**WHAT YOU WILL DO**
Your task is to reproduce exactly the lines that run from the beginning of the data through the line where "TARGET: mountain range" appears.

[Stored items from a collection]
###
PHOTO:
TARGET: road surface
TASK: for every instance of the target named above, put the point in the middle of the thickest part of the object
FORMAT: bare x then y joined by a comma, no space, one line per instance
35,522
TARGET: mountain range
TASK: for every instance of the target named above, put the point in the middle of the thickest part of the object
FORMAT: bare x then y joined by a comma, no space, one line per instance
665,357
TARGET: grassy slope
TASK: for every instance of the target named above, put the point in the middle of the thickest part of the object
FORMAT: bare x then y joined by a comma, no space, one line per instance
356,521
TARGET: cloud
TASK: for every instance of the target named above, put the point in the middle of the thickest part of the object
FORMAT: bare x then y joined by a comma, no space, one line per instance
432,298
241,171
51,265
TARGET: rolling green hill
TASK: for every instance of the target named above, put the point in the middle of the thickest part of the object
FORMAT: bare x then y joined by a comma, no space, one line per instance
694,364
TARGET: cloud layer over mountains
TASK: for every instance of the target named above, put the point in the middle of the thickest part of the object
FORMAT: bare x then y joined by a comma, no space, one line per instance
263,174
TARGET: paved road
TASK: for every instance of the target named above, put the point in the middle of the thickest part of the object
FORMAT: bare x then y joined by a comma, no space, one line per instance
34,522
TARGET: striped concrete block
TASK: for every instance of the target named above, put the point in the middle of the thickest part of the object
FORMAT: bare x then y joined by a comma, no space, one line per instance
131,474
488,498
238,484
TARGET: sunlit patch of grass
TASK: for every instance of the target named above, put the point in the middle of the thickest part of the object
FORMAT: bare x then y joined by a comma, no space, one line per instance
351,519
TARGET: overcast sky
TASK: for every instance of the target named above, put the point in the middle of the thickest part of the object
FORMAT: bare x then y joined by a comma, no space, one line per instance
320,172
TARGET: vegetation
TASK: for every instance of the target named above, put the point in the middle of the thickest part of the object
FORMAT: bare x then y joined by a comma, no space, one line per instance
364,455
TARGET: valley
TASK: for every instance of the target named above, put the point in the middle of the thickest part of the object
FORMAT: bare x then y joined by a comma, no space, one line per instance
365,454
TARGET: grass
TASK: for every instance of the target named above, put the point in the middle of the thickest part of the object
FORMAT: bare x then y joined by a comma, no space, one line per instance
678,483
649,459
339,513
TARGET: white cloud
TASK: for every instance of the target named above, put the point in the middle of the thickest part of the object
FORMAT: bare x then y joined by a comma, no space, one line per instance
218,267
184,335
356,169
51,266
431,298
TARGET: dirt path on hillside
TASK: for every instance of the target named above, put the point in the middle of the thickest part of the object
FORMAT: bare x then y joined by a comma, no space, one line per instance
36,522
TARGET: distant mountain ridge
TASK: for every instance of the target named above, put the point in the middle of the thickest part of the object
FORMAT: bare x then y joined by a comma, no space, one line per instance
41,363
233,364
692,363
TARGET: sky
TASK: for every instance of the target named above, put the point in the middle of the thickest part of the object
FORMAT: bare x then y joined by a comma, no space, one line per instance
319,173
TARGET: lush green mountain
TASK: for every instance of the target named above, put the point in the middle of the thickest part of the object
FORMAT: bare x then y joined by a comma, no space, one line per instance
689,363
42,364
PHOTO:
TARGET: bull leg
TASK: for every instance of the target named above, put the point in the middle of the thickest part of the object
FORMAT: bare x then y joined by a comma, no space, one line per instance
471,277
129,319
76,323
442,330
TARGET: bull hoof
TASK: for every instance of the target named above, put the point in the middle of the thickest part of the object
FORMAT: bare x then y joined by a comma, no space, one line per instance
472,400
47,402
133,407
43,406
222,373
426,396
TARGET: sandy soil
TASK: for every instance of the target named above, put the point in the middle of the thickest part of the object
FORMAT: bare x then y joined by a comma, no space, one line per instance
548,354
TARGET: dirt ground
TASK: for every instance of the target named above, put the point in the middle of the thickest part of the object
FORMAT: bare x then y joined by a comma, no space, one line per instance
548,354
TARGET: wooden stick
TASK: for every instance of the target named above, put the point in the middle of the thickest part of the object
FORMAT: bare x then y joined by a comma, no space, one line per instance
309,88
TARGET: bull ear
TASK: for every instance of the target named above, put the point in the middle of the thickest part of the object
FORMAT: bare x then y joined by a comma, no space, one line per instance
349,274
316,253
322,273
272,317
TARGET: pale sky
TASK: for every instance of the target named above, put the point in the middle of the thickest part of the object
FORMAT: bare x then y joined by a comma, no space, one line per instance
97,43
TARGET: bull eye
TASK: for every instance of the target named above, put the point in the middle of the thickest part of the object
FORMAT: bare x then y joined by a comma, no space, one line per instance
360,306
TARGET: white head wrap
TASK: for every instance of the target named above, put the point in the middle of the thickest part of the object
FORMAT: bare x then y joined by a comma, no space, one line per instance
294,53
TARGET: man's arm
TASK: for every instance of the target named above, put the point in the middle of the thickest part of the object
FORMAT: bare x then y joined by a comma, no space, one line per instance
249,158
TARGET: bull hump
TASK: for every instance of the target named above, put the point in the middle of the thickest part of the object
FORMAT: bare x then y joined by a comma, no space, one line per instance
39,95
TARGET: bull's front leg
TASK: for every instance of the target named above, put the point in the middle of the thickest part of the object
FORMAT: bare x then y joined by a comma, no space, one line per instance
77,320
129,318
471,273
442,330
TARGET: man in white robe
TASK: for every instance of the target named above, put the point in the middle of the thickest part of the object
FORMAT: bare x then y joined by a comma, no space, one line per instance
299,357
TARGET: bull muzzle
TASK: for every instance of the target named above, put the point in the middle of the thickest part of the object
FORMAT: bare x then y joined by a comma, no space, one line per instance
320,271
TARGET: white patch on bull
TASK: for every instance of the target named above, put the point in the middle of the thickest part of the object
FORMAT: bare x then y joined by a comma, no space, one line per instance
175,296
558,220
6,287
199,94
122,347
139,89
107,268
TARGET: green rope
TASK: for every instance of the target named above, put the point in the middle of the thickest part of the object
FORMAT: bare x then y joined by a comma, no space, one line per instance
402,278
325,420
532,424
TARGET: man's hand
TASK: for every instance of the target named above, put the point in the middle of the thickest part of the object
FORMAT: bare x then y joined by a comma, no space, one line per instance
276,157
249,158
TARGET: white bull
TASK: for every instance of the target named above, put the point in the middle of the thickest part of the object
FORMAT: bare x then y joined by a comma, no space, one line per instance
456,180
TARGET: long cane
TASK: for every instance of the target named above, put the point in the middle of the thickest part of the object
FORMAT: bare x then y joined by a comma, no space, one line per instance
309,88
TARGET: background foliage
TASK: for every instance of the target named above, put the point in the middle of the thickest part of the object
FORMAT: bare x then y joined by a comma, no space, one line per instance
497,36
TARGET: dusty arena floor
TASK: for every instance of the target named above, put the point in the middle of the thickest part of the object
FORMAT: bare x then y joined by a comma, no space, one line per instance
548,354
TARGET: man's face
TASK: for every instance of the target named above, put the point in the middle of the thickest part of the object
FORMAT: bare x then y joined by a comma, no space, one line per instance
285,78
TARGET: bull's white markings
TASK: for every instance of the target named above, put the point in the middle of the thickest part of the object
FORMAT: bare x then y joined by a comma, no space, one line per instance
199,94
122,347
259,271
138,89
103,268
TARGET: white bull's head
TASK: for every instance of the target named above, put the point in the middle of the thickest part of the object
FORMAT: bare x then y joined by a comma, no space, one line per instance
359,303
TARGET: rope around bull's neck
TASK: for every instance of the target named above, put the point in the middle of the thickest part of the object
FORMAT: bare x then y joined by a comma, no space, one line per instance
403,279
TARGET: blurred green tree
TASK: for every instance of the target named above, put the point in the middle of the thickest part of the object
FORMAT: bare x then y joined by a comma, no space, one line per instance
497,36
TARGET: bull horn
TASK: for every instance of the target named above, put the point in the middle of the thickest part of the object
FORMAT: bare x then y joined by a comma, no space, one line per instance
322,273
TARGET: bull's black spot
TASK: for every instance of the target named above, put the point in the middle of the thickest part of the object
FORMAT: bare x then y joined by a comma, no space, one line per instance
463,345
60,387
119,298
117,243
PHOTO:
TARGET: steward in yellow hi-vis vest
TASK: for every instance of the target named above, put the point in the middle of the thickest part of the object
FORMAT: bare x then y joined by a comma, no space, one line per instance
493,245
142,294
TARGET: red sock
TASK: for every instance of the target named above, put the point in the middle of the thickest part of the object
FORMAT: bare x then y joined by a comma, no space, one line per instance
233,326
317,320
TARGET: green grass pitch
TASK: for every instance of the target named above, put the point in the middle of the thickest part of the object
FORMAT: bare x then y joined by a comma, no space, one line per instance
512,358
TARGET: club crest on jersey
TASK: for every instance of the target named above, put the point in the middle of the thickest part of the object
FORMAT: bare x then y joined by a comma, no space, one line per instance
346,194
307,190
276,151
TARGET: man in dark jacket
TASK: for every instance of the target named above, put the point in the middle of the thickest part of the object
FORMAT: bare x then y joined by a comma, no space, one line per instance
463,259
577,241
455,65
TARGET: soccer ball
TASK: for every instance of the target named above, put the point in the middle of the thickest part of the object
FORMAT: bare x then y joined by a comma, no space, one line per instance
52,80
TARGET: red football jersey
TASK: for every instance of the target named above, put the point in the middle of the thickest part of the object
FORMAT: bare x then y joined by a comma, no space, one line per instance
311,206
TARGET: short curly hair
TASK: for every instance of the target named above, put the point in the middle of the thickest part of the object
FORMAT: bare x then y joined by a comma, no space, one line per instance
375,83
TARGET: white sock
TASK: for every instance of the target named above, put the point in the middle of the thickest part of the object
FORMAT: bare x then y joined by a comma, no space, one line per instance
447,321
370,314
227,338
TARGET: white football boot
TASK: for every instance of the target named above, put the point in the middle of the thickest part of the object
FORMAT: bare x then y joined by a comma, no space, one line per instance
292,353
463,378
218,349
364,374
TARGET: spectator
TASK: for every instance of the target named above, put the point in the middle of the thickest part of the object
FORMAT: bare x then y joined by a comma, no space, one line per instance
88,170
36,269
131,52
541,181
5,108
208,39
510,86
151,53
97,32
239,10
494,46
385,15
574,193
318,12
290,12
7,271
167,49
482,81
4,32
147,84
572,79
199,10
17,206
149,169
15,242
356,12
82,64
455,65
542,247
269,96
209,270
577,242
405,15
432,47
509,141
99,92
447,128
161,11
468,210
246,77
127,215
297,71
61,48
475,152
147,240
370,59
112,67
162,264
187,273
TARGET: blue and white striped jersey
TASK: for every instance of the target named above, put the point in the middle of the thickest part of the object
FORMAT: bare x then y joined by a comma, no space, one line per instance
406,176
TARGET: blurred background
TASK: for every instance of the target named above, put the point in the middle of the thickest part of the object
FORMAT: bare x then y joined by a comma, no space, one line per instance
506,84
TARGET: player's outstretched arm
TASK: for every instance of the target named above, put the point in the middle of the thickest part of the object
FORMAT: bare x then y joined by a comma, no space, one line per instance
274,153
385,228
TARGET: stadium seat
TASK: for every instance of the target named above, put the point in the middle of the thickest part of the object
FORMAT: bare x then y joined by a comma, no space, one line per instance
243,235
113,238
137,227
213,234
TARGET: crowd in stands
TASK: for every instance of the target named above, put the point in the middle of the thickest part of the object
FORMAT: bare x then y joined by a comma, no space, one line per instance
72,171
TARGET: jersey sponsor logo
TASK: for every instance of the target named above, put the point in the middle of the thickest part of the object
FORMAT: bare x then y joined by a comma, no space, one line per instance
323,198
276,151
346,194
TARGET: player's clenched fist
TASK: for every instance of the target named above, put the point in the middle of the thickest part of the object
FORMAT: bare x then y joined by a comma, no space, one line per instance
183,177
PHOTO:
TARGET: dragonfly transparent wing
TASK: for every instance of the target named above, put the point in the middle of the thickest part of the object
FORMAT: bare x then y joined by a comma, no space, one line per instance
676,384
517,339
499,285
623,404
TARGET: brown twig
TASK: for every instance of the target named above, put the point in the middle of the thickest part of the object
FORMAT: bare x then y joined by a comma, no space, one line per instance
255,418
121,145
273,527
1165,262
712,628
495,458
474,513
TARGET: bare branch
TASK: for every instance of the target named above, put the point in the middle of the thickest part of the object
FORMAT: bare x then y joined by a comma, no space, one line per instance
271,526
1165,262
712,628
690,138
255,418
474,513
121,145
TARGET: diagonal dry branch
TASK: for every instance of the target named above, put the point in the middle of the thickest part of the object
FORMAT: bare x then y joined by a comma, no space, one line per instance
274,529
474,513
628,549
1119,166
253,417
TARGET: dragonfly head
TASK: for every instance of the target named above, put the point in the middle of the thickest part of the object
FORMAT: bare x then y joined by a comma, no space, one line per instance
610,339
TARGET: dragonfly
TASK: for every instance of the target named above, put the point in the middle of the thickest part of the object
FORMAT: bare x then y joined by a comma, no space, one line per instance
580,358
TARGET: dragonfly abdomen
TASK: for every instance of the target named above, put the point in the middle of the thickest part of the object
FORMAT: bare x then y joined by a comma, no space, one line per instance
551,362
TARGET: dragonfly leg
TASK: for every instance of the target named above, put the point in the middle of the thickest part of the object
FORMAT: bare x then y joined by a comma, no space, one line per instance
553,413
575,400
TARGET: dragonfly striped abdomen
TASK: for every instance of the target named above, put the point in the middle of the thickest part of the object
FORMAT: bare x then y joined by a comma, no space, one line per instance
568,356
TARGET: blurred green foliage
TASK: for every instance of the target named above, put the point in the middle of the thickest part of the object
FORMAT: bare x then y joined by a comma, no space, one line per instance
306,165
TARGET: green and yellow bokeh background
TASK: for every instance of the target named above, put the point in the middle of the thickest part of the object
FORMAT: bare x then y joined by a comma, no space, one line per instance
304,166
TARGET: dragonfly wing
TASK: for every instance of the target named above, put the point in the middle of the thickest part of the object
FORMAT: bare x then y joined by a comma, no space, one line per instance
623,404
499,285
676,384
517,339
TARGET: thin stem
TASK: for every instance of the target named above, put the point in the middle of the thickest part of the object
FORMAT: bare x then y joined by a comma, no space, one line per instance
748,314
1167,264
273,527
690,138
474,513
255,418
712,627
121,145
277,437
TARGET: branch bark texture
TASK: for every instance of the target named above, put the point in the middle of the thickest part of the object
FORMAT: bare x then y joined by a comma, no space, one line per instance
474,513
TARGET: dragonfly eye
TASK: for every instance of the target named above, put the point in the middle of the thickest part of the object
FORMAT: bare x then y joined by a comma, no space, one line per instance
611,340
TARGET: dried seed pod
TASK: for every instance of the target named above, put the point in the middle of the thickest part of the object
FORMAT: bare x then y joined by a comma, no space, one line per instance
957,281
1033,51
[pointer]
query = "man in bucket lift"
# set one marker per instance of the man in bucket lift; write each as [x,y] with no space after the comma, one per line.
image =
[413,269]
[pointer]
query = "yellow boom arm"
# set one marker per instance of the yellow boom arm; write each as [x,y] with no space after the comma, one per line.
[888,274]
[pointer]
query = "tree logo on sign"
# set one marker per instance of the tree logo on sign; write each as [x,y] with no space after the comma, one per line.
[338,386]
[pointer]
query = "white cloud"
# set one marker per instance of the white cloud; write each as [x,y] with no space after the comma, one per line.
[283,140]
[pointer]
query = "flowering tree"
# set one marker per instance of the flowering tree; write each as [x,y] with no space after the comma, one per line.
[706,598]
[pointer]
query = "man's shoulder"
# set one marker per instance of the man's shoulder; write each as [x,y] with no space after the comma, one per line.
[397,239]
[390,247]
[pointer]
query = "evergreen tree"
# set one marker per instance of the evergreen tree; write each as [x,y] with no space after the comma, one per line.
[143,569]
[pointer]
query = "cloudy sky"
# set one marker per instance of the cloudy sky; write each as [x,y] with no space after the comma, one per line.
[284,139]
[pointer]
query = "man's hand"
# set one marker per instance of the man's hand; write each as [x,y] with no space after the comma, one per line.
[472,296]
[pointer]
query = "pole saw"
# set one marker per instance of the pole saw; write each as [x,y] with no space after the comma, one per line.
###
**OUTPUT OF THE TASK**
PHOTO:
TARGET: road surface
TASK: for every instance of the target named above, put the point in the middle of the thickest part of the object
FORMAT: bare x then y joined by a comma, no space, one line per instance
35,522
TARGET: mountain range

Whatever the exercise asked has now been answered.